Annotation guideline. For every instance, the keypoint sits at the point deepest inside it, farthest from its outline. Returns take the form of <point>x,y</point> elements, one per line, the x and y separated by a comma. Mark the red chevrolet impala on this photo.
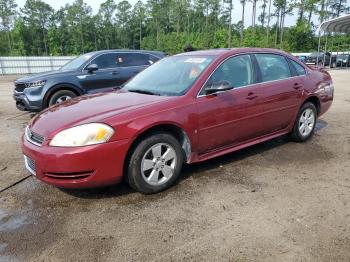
<point>186,108</point>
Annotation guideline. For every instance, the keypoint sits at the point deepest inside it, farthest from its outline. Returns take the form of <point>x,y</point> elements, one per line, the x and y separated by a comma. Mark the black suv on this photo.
<point>89,73</point>
<point>321,58</point>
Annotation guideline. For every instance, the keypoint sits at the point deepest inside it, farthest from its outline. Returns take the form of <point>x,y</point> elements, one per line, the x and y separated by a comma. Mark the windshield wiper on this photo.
<point>140,91</point>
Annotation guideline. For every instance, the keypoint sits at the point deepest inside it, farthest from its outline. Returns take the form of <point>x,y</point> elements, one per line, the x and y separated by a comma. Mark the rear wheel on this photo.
<point>155,164</point>
<point>305,123</point>
<point>61,96</point>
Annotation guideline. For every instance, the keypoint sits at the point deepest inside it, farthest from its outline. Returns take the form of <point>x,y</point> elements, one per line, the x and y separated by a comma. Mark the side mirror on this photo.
<point>218,87</point>
<point>92,68</point>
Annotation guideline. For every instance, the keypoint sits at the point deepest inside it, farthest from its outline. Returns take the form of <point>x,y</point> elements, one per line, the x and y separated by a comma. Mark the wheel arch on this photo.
<point>171,128</point>
<point>316,101</point>
<point>61,86</point>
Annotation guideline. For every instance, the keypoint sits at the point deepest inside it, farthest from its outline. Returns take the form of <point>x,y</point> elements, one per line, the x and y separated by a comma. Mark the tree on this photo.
<point>229,11</point>
<point>105,22</point>
<point>7,12</point>
<point>37,15</point>
<point>122,18</point>
<point>243,2</point>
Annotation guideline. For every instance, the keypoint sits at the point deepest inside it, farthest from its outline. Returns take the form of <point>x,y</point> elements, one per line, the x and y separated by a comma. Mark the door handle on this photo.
<point>297,86</point>
<point>251,96</point>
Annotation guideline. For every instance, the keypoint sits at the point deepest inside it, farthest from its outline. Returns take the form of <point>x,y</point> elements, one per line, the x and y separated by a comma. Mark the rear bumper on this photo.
<point>80,167</point>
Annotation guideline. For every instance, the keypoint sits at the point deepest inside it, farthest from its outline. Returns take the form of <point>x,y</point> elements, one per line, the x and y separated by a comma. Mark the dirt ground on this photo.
<point>277,201</point>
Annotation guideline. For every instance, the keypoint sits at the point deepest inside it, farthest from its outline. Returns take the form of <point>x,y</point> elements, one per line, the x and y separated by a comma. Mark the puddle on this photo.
<point>8,222</point>
<point>2,247</point>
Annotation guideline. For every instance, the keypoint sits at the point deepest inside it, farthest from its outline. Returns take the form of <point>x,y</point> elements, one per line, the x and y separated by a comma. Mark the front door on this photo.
<point>281,92</point>
<point>231,117</point>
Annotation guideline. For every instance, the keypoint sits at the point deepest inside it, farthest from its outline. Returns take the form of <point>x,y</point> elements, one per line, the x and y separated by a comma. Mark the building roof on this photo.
<point>336,25</point>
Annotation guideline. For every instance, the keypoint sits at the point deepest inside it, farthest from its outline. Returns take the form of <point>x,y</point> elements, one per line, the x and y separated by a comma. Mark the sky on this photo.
<point>236,14</point>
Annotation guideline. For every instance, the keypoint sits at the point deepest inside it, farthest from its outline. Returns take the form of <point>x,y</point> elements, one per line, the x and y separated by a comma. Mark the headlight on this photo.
<point>34,84</point>
<point>84,135</point>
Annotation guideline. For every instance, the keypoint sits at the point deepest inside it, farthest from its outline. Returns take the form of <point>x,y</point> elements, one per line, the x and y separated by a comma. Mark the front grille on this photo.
<point>70,176</point>
<point>19,87</point>
<point>30,165</point>
<point>33,138</point>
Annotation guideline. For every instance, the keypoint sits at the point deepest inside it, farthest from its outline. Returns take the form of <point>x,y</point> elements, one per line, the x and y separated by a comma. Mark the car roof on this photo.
<point>223,52</point>
<point>157,53</point>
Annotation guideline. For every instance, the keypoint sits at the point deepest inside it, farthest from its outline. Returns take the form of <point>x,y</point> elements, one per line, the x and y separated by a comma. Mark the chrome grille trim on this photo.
<point>30,165</point>
<point>33,137</point>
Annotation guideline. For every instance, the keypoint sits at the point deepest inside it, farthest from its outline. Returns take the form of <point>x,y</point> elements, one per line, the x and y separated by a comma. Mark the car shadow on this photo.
<point>191,170</point>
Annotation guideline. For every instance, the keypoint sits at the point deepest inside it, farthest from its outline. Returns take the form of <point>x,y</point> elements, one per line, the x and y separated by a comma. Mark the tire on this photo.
<point>305,123</point>
<point>61,96</point>
<point>149,166</point>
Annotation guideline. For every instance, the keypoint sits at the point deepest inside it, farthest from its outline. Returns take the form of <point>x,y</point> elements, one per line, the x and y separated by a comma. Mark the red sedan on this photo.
<point>186,108</point>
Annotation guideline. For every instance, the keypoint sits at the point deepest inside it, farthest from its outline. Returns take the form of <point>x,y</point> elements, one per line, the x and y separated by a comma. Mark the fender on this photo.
<point>57,87</point>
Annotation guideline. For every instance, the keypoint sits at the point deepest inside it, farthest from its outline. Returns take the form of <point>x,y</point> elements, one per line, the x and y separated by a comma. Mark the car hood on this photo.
<point>43,76</point>
<point>88,109</point>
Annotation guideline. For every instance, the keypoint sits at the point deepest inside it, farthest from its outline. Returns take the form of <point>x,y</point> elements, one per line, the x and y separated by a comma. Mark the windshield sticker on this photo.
<point>195,60</point>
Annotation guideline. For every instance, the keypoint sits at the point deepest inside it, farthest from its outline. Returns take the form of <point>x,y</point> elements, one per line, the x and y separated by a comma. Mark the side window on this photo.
<point>273,67</point>
<point>298,68</point>
<point>237,70</point>
<point>106,61</point>
<point>135,59</point>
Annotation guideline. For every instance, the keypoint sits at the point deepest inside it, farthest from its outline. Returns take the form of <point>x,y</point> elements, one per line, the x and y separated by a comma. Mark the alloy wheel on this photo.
<point>307,122</point>
<point>158,164</point>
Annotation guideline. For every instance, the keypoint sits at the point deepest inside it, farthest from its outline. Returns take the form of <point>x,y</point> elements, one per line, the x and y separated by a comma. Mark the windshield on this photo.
<point>171,76</point>
<point>76,63</point>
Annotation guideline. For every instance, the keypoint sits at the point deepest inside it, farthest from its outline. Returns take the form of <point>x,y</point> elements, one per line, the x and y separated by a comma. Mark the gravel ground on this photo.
<point>277,201</point>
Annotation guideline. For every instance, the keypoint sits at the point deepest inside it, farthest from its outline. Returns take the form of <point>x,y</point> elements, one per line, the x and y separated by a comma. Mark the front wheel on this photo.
<point>155,163</point>
<point>305,123</point>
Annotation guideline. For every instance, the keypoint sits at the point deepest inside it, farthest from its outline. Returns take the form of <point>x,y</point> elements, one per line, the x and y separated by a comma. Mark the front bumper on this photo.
<point>23,103</point>
<point>80,167</point>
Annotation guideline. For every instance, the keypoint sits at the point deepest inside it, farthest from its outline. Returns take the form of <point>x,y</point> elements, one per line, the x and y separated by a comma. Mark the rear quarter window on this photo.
<point>273,67</point>
<point>298,68</point>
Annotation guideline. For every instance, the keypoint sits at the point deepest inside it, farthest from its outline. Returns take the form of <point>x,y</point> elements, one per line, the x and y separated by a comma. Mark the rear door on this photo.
<point>107,75</point>
<point>231,117</point>
<point>281,92</point>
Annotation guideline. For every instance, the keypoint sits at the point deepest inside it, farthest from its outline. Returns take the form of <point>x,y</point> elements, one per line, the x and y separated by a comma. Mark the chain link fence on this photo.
<point>20,65</point>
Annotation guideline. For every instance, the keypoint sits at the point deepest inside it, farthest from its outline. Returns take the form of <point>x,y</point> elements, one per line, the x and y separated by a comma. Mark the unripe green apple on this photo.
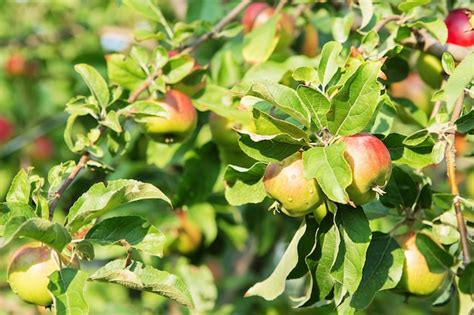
<point>417,279</point>
<point>29,269</point>
<point>285,182</point>
<point>189,235</point>
<point>371,166</point>
<point>430,70</point>
<point>259,13</point>
<point>414,89</point>
<point>181,121</point>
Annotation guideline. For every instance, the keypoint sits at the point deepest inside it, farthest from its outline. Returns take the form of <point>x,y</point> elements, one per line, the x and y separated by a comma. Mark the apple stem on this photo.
<point>378,189</point>
<point>450,156</point>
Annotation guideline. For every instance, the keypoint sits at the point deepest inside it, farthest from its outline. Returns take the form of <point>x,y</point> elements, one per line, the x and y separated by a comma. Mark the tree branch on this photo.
<point>451,172</point>
<point>218,27</point>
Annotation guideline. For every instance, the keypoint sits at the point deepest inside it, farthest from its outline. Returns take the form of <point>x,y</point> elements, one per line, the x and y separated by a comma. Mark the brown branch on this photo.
<point>218,27</point>
<point>57,195</point>
<point>451,172</point>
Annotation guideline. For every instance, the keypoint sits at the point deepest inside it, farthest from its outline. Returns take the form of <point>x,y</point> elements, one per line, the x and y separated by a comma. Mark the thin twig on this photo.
<point>437,105</point>
<point>218,27</point>
<point>451,172</point>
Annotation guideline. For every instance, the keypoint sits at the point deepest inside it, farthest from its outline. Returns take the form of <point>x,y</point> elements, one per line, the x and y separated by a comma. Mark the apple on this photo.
<point>430,70</point>
<point>181,121</point>
<point>309,41</point>
<point>460,29</point>
<point>285,182</point>
<point>259,13</point>
<point>371,166</point>
<point>189,235</point>
<point>414,89</point>
<point>6,129</point>
<point>29,269</point>
<point>417,279</point>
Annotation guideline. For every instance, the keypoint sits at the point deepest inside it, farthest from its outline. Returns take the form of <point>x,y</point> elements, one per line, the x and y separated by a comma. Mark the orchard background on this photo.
<point>236,157</point>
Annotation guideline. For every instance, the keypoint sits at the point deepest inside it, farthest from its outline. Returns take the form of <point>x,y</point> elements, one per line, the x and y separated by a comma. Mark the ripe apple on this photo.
<point>181,121</point>
<point>430,70</point>
<point>371,166</point>
<point>259,13</point>
<point>28,272</point>
<point>42,149</point>
<point>309,41</point>
<point>414,89</point>
<point>6,129</point>
<point>460,29</point>
<point>285,182</point>
<point>417,279</point>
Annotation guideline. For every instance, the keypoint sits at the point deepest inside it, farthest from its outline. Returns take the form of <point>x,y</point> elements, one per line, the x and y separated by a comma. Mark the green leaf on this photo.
<point>244,185</point>
<point>341,27</point>
<point>111,121</point>
<point>308,75</point>
<point>201,170</point>
<point>260,43</point>
<point>465,124</point>
<point>328,64</point>
<point>284,98</point>
<point>355,239</point>
<point>124,71</point>
<point>200,283</point>
<point>52,234</point>
<point>353,107</point>
<point>416,157</point>
<point>408,5</point>
<point>274,285</point>
<point>149,10</point>
<point>271,150</point>
<point>100,199</point>
<point>177,68</point>
<point>20,188</point>
<point>317,104</point>
<point>461,77</point>
<point>331,170</point>
<point>144,278</point>
<point>269,125</point>
<point>95,82</point>
<point>382,270</point>
<point>435,26</point>
<point>137,231</point>
<point>437,258</point>
<point>67,286</point>
<point>466,280</point>
<point>367,11</point>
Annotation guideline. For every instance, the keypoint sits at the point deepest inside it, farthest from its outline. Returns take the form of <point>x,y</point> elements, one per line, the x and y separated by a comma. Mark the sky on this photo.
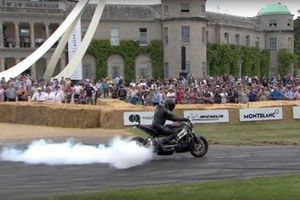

● ● ● ●

- [Problem to solve]
Gather every line of the data above that contains the word "wheel", and copy each of those lines in full.

- [Solution for this task]
Annotation guideline. For every instance, the keypoint sits at the point deepest inside it, farthest from its outline. Returns take the form of <point>x,y</point> elements, one per line, the x and y separated by a comma. Mark the rear wheel on this photo.
Annotation guideline. For every instance, the keypoint sits at the point deepest inside it, farthest from its outline. Returns take the form of <point>x,y</point> elements, one per line, the x and y separated by a comma. Mark the wheel arch on this photo.
Annotation guideline. For every instance, the keypoint sits at the point deepest inside it, farthest from its outline. Returns take the form of <point>x,y</point> elements, one per line, the x and y separated by a comma. Mark the alloy wheel on this photo.
Annotation guideline. For every instance, the keypoint sits at the point deepest inside it, farthest from its outline. Returns take the form of <point>x,y</point> elements, one per line, the x and y separated by a comma. Mark the front wheel on this photo.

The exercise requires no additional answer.